::: Records provided

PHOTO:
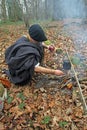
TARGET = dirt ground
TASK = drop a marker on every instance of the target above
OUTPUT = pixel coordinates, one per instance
(47, 104)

::::::

Copy every line of the entries above word for word, leaving out the pictures.

PHOTO:
TARGET = dirt ground
TASK = drop a marker on every instance of the target above
OUTPUT = pixel coordinates, one per instance
(47, 104)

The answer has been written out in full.